§ **Objectif**
Dans la partie qui s'ouvre sur la ligne contenant « nose in this photo. » et se ferme sur celle contenant « Query: dog's leg », remplacez « dog's leg » par « dog's paw » et redonnez ces lignes sans aucune autre modification.

§ **Données de départ**
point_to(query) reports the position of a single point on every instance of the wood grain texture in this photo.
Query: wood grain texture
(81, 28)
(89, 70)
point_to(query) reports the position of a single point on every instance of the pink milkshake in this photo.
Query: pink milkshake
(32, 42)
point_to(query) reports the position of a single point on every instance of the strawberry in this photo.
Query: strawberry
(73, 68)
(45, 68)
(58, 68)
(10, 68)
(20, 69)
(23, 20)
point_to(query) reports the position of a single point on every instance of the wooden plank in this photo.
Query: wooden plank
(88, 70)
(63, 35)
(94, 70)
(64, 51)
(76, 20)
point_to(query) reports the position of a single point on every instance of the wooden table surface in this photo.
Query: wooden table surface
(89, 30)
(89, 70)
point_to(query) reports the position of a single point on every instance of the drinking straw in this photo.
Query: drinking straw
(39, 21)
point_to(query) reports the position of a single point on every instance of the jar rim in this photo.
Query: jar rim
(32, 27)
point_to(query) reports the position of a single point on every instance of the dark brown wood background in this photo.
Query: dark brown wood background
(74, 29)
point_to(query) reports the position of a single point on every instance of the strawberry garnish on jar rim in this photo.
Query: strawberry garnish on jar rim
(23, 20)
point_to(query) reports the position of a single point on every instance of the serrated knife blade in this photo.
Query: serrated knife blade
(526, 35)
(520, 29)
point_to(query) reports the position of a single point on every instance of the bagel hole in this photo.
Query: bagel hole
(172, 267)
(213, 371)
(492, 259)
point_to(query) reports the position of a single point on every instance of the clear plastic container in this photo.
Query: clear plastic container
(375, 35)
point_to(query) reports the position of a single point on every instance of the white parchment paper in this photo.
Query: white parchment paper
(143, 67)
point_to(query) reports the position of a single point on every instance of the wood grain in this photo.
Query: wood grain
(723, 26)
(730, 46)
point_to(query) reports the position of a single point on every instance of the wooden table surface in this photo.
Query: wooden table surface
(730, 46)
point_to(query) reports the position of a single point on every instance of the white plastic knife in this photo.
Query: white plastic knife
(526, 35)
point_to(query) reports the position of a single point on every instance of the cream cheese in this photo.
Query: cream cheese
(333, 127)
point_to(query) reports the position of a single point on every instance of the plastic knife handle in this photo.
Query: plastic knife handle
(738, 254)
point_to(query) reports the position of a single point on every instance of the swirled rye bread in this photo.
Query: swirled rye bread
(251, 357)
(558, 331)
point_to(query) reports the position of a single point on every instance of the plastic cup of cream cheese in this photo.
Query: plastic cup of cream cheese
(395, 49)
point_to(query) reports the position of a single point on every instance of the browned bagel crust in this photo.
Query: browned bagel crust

* * *

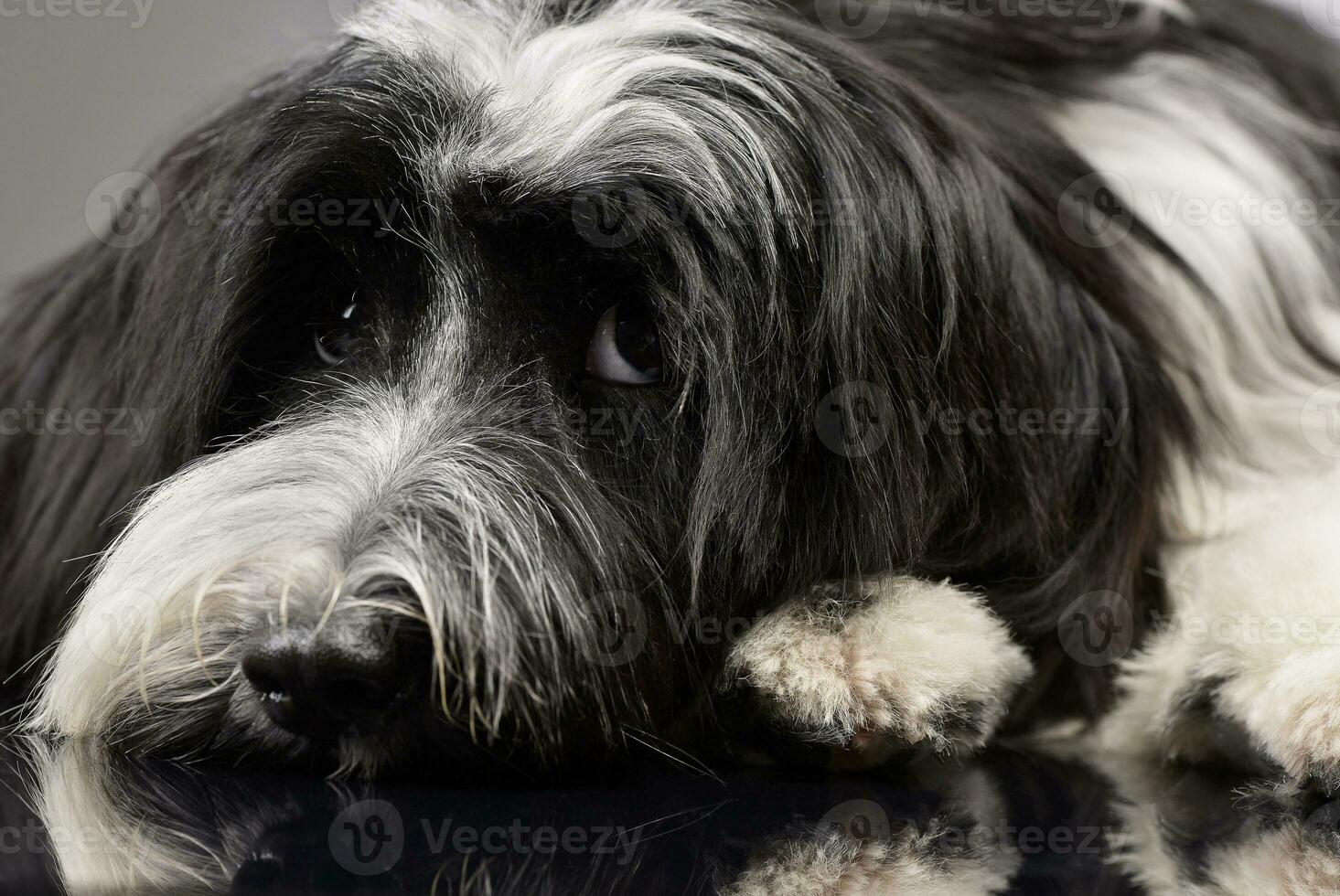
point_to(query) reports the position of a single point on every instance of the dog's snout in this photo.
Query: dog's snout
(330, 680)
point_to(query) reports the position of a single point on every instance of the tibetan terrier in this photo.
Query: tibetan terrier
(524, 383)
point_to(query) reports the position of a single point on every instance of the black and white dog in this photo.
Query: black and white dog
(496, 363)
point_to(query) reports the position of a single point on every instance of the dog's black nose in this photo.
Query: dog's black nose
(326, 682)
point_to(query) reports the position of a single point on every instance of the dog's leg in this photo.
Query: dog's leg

§ **Résultat obtenu**
point_to(query) reports the position of a single point on every instance of the dog's black nose in this photo.
Query: dog's black nose
(326, 682)
point_to(query) reports the position of a single point on every instance of the dog's paw in this photo.
Query: dog's paw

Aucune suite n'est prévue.